→ **Given task a**:
Write out everything in the pandas pivoting post from "you can also" down to "each airline-airport combination.".

Tidy Data (Part 2)

Khalid Gharib
2 min readJul 23, 2020

I mentioned in a previous blog:

  • 3 Things constitute tidy data: (1)Each variable forms a column, (2)Each observation forms a row, (3) Each type of observational unit forms a table
  • What messy Data tends to look like
  • How we can use the melt() method to clean the data by stacking them one-by-one on top of each other

Pandas has a method of inverting the melted data back to its original form. it is called pivoting and uses the pivot() method which contains 3 parameters:

  • index — the column that will stay vertical. This column will be set as the index
  • columns — The column which will be transposed and whose unique values will be made into column names
  • values — The column which will be tiled across as the new values

Data set after we used the melt method which will look something like the code below and the output.

df_pivot = df.pivot(index=’airline’, columns=’origin_airport’, values=’avg_arrival_delay’)

you can also use reset_index() and rename_axis() to make the layout look cleaner and without the different hierarchy, as you can pivot by more than one column which will start to look messy if not reset.

setting both Reset_index() and rename_axis() to None will output the above.

Pivot_table method

this is different to pivot method as this works when there exists only 1 unique combination for each intersection. This is where the Pivot table shines, you can verify the number of occurrences of each airline-airport combination.

df.pivot_table(index=’airline’, columns=’origin_airport’, aggfunc=’size’)

Pivot_table is also able to aggregate all the values at the intersection such as Min, Max, Mean, Median, etc.

if you use both these tools correctly you can ensure you have Tidy Data which is extremely important for any future works and machine learning you will apply, as well as essential to extracting information and meaning from the data in an efficient and effective way.

--

--

→ **Given task b**:
Put each line of the entries below into a JSON list of strings, one string per line, with blank lines left out. Leave the pictures out of the answer.

→ **The records**:
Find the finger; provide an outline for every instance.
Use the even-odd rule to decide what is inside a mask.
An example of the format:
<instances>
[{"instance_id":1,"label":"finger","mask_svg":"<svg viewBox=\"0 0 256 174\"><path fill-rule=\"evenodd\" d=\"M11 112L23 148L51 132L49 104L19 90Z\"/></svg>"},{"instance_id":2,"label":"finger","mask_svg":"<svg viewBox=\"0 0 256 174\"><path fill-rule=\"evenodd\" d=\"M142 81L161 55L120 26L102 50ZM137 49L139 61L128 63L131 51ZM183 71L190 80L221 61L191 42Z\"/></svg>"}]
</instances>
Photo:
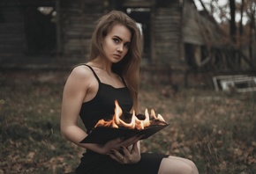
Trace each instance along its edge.
<instances>
[{"instance_id":1,"label":"finger","mask_svg":"<svg viewBox=\"0 0 256 174\"><path fill-rule=\"evenodd\" d=\"M125 156L131 156L130 150L126 147L122 146L121 148Z\"/></svg>"},{"instance_id":2,"label":"finger","mask_svg":"<svg viewBox=\"0 0 256 174\"><path fill-rule=\"evenodd\" d=\"M117 156L115 156L114 154L109 154L109 155L112 159L116 160L117 162L122 163L122 158L118 158Z\"/></svg>"},{"instance_id":3,"label":"finger","mask_svg":"<svg viewBox=\"0 0 256 174\"><path fill-rule=\"evenodd\" d=\"M133 144L134 142L137 142L139 140L139 138L140 138L139 136L139 137L138 136L132 136L132 137L131 137L131 138L120 142L119 145L120 146L128 147L128 146Z\"/></svg>"},{"instance_id":4,"label":"finger","mask_svg":"<svg viewBox=\"0 0 256 174\"><path fill-rule=\"evenodd\" d=\"M139 151L138 144L137 144L137 143L132 144L132 149L131 151L132 151L132 152L137 152L137 151Z\"/></svg>"}]
</instances>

→ **Task result a**:
you can also use reset_index() and rename_axis() to make the layout look cleaner and without the different hierarchy, as you can pivot by more than one column which will start to look messy if not reset.

setting both Reset_index() and rename_axis() to None will output the above.

Pivot_table method

this is different to pivot method as this works when there exists only 1 unique combination for each intersection. This is where the Pivot table shines, you can verify the number of occurrences of each airline-airport combination.

→ **Task result b**:
[
  "Find the finger; provide an outline for every instance.",
  "Use the even-odd rule to decide what is inside a mask.",
  "An example of the format:",
  "<instances>",
  "[{\"instance_id\":1,\"label\":\"finger\",\"mask_svg\":\"<svg viewBox=\\\"0 0 256 174\\\"><path fill-rule=\\\"evenodd\\\" d=\\\"M11 112L23 148L51 132L49 104L19 90Z\\\"/></svg>\"},{\"instance_id\":2,\"label\":\"finger\",\"mask_svg\":\"<svg viewBox=\\\"0 0 256 174\\\"><path fill-rule=\\\"evenodd\\\" d=\\\"M142 81L161 55L120 26L102 50ZM137 49L139 61L128 63L131 51ZM183 71L190 80L221 61L191 42Z\\\"/></svg>\"}]",
  "</instances>",
  "Photo:",
  "Trace each instance along its edge.",
  "<instances>",
  "[{\"instance_id\":1,\"label\":\"finger\",\"mask_svg\":\"<svg viewBox=\\\"0 0 256 174\\\"><path fill-rule=\\\"evenodd\\\" d=\\\"M125 156L131 156L130 150L126 147L122 146L121 148Z\\\"/></svg>\"},{\"instance_id\":2,\"label\":\"finger\",\"mask_svg\":\"<svg viewBox=\\\"0 0 256 174\\\"><path fill-rule=\\\"evenodd\\\" d=\\\"M117 156L115 156L114 154L109 154L109 155L112 159L116 160L117 162L122 163L122 158L118 158Z\\\"/></svg>\"},{\"instance_id\":3,\"label\":\"finger\",\"mask_svg\":\"<svg viewBox=\\\"0 0 256 174\\\"><path fill-rule=\\\"evenodd\\\" d=\\\"M133 144L134 142L137 142L139 140L139 138L140 138L139 136L139 137L138 136L132 136L132 137L131 137L131 138L120 142L119 145L120 146L128 147L128 146Z\\\"/></svg>\"},{\"instance_id\":4,\"label\":\"finger\",\"mask_svg\":\"<svg viewBox=\\\"0 0 256 174\\\"><path fill-rule=\\\"evenodd\\\" d=\\\"M139 151L138 144L137 144L137 143L132 144L132 149L131 151L132 151L132 152L137 152L137 151Z\\\"/></svg>\"}]",
  "</instances>"
]